▶ [PROBLEM DETAILS]
Print each line of the listing once more, precisely as given.

***** SUPPLIED DATA *****

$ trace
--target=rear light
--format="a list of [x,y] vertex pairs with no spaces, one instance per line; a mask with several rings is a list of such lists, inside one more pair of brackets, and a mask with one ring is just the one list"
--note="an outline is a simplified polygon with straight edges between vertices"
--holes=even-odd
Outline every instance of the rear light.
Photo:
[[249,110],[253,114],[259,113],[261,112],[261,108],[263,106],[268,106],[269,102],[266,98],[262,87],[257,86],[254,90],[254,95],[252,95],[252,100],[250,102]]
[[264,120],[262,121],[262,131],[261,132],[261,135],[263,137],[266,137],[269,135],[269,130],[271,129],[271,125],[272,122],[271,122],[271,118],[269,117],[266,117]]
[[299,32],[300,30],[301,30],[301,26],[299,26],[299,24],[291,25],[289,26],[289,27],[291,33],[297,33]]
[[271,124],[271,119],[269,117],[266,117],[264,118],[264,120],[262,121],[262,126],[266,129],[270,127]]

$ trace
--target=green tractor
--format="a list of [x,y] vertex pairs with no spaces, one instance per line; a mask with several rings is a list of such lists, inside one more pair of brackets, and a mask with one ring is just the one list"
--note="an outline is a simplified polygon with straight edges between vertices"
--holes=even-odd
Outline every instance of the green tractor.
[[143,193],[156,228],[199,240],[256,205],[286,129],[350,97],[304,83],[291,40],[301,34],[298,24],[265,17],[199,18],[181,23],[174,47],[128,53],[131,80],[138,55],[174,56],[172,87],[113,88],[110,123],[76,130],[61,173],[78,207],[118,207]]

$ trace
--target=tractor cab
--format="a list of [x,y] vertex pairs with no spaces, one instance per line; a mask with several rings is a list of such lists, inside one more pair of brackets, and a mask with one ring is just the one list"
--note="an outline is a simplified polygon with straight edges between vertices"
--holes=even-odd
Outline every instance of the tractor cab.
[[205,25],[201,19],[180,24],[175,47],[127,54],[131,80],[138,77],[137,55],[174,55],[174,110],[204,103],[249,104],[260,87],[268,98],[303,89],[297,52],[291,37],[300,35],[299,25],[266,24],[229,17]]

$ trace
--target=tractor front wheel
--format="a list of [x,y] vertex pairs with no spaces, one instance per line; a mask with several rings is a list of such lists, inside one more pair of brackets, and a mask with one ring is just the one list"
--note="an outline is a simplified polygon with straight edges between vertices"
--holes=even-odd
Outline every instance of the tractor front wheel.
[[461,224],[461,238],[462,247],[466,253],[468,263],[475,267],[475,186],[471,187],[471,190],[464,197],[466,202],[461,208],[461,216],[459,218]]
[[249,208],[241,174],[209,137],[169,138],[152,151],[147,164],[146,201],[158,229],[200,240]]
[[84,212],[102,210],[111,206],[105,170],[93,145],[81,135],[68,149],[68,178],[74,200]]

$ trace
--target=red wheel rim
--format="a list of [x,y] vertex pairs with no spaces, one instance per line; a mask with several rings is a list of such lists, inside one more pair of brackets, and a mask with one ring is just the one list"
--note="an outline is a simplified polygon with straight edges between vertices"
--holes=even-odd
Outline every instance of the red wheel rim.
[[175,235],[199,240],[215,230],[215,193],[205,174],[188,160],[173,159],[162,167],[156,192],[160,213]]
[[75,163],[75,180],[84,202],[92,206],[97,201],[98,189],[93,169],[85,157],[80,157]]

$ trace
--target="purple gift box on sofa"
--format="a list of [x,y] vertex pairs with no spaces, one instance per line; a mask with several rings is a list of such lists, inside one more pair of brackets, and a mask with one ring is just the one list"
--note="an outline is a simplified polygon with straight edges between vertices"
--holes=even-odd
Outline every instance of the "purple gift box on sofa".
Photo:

*****

▶ [WRITTEN RESPONSE]
$ trace
--target=rear light
--format="a list of [x,y] vertex pairs with no spaces, one instance per line; a mask with several rings is a list of such lists, inside one more pair of brackets, and a mask with one ring is just the one list"
--note="an outline is a simplified polygon with straight edges between vertices"
--holes=even-odd
Outline every instance of the rear light.
Photo:
[[249,110],[253,114],[259,113],[261,112],[261,108],[263,106],[268,106],[269,102],[266,98],[262,87],[257,86],[254,90],[254,95],[252,95],[252,100],[250,102]]
[[264,120],[262,121],[262,131],[261,132],[261,135],[263,137],[266,137],[269,135],[269,130],[271,129],[271,125],[272,122],[271,122],[271,118],[269,117],[266,117]]
[[299,32],[300,30],[301,30],[301,26],[299,26],[299,24],[291,25],[289,26],[289,27],[291,33],[297,33]]
[[271,124],[271,119],[269,117],[266,117],[264,118],[264,120],[262,121],[262,126],[266,129],[270,127]]

$ trace
--target=green tractor
--format="a list of [x,y] vertex pairs with no spaces, one instance per line; a mask with several rings is a list of such lists, inside one more pair of brackets, and a mask with one ring is just the one list"
--note="an outline is a simplified polygon with straight edges between vertices"
--holes=even-odd
Outline every instance of the green tractor.
[[143,193],[156,228],[199,240],[256,205],[286,129],[350,97],[304,83],[291,40],[301,34],[298,24],[265,17],[199,18],[181,23],[174,47],[128,53],[131,80],[138,55],[174,56],[172,87],[113,88],[110,123],[76,130],[61,173],[78,207],[118,207]]

$ trace
--target=tractor cab
--format="a list of [x,y] vertex pairs with no spaces, one instance per line; a mask with several rings is a list of such lists, inside one more pair of brackets, and a mask with one ring is just the one list"
--note="an outline is a simplified polygon with straight edges between vertices"
--holes=even-odd
Outline every instance of the tractor cab.
[[205,25],[201,19],[180,24],[175,47],[127,54],[131,80],[138,77],[137,55],[174,55],[174,110],[204,103],[249,104],[260,87],[268,98],[303,89],[297,52],[291,37],[300,35],[299,25],[266,24],[229,17]]

$ trace
--target=tractor front wheel
--format="a list of [x,y] vertex pairs with no spaces, one instance per line; a mask with several rings is a list of such lists, inside one more pair of brackets, and a mask with one ring is just the one list"
--note="an outline is a simplified polygon with straight edges between vertices"
--holes=even-odd
Outline every instance of the tractor front wheel.
[[461,224],[461,238],[462,247],[466,253],[468,263],[475,267],[475,186],[471,187],[471,190],[464,197],[466,202],[461,208],[461,216],[459,218]]
[[249,208],[241,174],[209,137],[169,138],[152,151],[147,164],[146,201],[158,229],[200,240]]
[[84,212],[102,210],[111,206],[105,170],[93,145],[81,135],[68,149],[68,178],[74,200]]

$ trace
--target=red wheel rim
--format="a list of [x,y] vertex pairs with no spaces, one instance per line; a mask with several rings is a list of such lists, inside one more pair of brackets, and a mask with one ring is just the one list"
--note="an outline is a simplified polygon with straight edges between vertices"
--holes=even-odd
Outline every instance of the red wheel rim.
[[175,235],[199,240],[215,230],[215,193],[205,174],[188,160],[173,159],[162,167],[156,192],[160,213]]
[[75,163],[75,180],[84,202],[92,206],[97,201],[98,189],[93,169],[85,157],[80,157]]

$ trace
--target="purple gift box on sofa"
--format="a list of [x,y] vertex pairs with no spaces, one instance per line; a mask with several rings is a list of such lists, inside one more pair of brackets, and a mask with one ring is just the one list"
--note="an outline is a simplified polygon with straight edges between vertices"
--holes=even-odd
Outline every instance of the "purple gift box on sofa".
Photo:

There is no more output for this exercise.